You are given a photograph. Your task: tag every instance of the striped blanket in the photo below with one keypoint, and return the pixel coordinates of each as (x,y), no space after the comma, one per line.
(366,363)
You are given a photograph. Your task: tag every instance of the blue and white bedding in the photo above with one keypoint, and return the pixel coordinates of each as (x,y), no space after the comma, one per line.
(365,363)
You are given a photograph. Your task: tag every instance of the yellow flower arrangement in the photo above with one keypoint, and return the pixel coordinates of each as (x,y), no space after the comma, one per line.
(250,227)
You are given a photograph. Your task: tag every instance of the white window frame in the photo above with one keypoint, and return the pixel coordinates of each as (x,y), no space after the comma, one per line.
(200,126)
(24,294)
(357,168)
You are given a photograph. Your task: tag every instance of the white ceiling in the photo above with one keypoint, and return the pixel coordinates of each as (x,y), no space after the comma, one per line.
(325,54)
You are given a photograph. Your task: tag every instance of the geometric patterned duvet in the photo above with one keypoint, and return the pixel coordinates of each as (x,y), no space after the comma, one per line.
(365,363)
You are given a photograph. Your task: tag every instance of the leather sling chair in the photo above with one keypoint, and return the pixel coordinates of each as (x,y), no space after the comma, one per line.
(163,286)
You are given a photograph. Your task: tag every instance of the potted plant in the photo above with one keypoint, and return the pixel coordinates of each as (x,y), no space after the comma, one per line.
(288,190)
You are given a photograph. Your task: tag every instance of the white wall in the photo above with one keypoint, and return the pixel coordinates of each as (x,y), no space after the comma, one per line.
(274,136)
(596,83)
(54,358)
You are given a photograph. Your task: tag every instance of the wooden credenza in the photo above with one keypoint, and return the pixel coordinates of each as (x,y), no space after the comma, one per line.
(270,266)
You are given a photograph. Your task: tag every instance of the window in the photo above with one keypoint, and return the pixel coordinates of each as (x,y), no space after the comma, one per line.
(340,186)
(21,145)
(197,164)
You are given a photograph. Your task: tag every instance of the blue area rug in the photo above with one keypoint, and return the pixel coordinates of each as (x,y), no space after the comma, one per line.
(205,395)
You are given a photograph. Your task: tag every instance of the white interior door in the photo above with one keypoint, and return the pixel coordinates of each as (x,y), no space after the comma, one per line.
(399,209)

════════════════

Aim of the task ->
Add 46 to both numbers of every pixel coordinate pair in the items from the line with "the white wall" to the end of the items, and write all of those lines out again, keeping every other line unchanged.

Task solution ->
You are given a photograph. Your task: tag every instance of the white wall in the photo above with one keypoint, and return the pixel coordinates of each as (x,y), no space after the comma, one per line.
(320,182)
(642,129)
(100,404)
You are given a photograph. Your task: tag every instance of the wooden credenza in the photo above with one keypoint, and return the pixel coordinates of each as (x,y), no space after the comma, one per line.
(316,312)
You are given a photograph. Your task: tag every instance of the window in the photo above with one keypoint, and return the pixel coordinates of each as (x,y), no space after the comma, one per line.
(386,232)
(67,191)
(243,210)
You are given a photograph. Your task: tag every instance of the blue area rug in the photo above with one keypoint, and return the pixel coordinates of each as (x,y), no space after the comma, one per line.
(251,441)
You are given a photograph. Your task: tag every instance of the white interior door in the photo above with one keypoint, and return the pixel coordinates of each as (x,y), no space after the comma, one per line.
(445,255)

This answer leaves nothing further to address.